## TASK
Reproduce the listing below line for line, changing nothing.

## MATERIAL SUPPLIED
——

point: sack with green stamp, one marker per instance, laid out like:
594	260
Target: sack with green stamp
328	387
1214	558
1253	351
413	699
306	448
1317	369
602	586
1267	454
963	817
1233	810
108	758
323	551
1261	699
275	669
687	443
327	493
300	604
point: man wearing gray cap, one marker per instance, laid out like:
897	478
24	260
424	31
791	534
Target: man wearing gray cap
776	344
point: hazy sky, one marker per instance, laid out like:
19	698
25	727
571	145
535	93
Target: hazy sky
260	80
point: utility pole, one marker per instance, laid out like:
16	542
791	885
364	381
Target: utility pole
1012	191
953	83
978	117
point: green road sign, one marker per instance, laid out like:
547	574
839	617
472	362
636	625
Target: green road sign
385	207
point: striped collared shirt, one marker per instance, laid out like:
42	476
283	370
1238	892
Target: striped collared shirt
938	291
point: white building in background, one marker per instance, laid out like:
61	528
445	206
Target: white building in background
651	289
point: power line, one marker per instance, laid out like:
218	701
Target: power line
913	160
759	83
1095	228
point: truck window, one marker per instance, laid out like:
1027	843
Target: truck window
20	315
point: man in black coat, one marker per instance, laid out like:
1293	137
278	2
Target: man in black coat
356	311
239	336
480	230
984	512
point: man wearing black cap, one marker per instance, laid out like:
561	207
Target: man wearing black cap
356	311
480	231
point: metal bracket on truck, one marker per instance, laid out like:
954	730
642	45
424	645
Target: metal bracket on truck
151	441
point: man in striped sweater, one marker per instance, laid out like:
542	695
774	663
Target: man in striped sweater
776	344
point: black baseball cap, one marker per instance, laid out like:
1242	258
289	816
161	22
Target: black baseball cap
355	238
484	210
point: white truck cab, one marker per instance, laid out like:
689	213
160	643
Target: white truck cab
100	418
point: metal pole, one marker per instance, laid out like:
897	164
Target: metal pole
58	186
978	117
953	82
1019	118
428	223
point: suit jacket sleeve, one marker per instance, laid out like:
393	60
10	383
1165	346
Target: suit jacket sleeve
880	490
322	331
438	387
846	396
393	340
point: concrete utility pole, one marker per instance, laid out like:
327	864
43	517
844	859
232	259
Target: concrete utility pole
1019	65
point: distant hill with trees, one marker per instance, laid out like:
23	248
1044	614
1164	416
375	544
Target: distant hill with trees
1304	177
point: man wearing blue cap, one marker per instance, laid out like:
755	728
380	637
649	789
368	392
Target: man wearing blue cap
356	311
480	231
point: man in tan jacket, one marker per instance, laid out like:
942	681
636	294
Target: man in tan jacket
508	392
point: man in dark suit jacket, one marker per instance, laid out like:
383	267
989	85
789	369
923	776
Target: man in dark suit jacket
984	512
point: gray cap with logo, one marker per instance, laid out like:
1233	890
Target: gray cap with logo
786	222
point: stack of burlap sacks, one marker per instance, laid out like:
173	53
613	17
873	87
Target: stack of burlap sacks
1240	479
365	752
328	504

——

## FULL ANSWER
point: sack with green stamp, one marker per instance, laid out like:
594	260
Target: sack with green stamp
328	387
1214	558
1253	351
413	699
306	448
1317	369
602	586
1267	454
963	817
1233	810
108	758
323	551
1261	699
275	669
687	443
327	493
300	604
point: man wearing gray cap, one marker per instance, laid out like:
897	478
24	260
424	31
791	534
Target: man wearing gray cap
776	344
point: hazy sky, one marker per instance, laid out like:
19	698
25	727
571	145
535	93
Target: hazy sky
260	80
point: utility pole, one marker per instance, laid out like:
16	542
791	885
364	381
Target: utility pole
1012	191
953	83
978	117
point: green road sign, one marker per instance, laid out like:
547	574
839	617
472	362
636	625
Target: green road sign
385	207
point: striped collared shirt, one marker per instance, laid out like:
42	476
283	370
1238	892
Target: striped collared shirt
938	291
point: white building in background, one marker per instance, laid out like:
61	528
445	206
Target: white building in background
651	289
point: power line, one marker per instance, laid out like:
218	701
Target: power line
913	160
759	83
1095	228
point: truck window, one marker per instance, laid out like:
1027	843
Target: truck window
20	315
point: man in black coat, one marker per instance, laid out like:
1293	137
278	2
Target: man in black coat
356	311
239	336
480	230
984	512
point: man wearing black cap, one marker per instance, laid out like:
561	207
Target: man wearing black cap
356	311
480	231
point: metal bracket on truck, one marker per instance, laid out like:
954	730
642	45
424	645
Target: metal bracket on truck
151	441
point: man in striped sweater, one marker per instance, laid out like:
542	695
774	663
Target: man in striped sweater
776	344
point: black baseball cap, one marker per instance, laid out like:
1242	258
289	816
161	22
Target: black baseball cap
355	238
484	210
point: white truck cab, one marker per instance, laid out like:
689	213
160	643
Target: white truck cab
100	418
point: metal pole, one marker per instance, laid out like:
897	164
Target: metal pole
58	186
978	117
953	82
1019	118
428	223
point: suit jacket sleeve, one marker per instance, laid out like:
393	60
10	383
1165	346
Target: suit jacket sleeve
880	490
322	331
438	387
846	396
393	340
point: concrete utility pole, one marker per instance, laid out like:
327	864
43	517
844	859
232	259
Target: concrete utility pole
1019	65
point: distant hill with trees, one marker per instance, laid out like:
23	248
1044	614
1164	416
375	544
Target: distant hill with trees
1304	177
point: man wearing blue cap, one marker per instance, laid out like:
755	728
380	637
649	789
368	392
Target: man wearing blue cap
356	311
480	231
point: man in tan jacket, one marker per instance, laid out like:
942	681
636	294
Target: man in tan jacket
508	392
point: man in dark suit jacket, one marker per instance, laid out like:
383	267
989	85
789	369
923	776
Target: man in dark suit jacket
984	512
point: gray cap with logo, one marker per instance, laid out like:
1233	890
Target: gray cap with logo
786	222
point: stack of burlap sacks, one marker per instance, laid out like:
173	53
613	17
873	87
Target: stack of burlap sacks
1240	479
365	752
328	504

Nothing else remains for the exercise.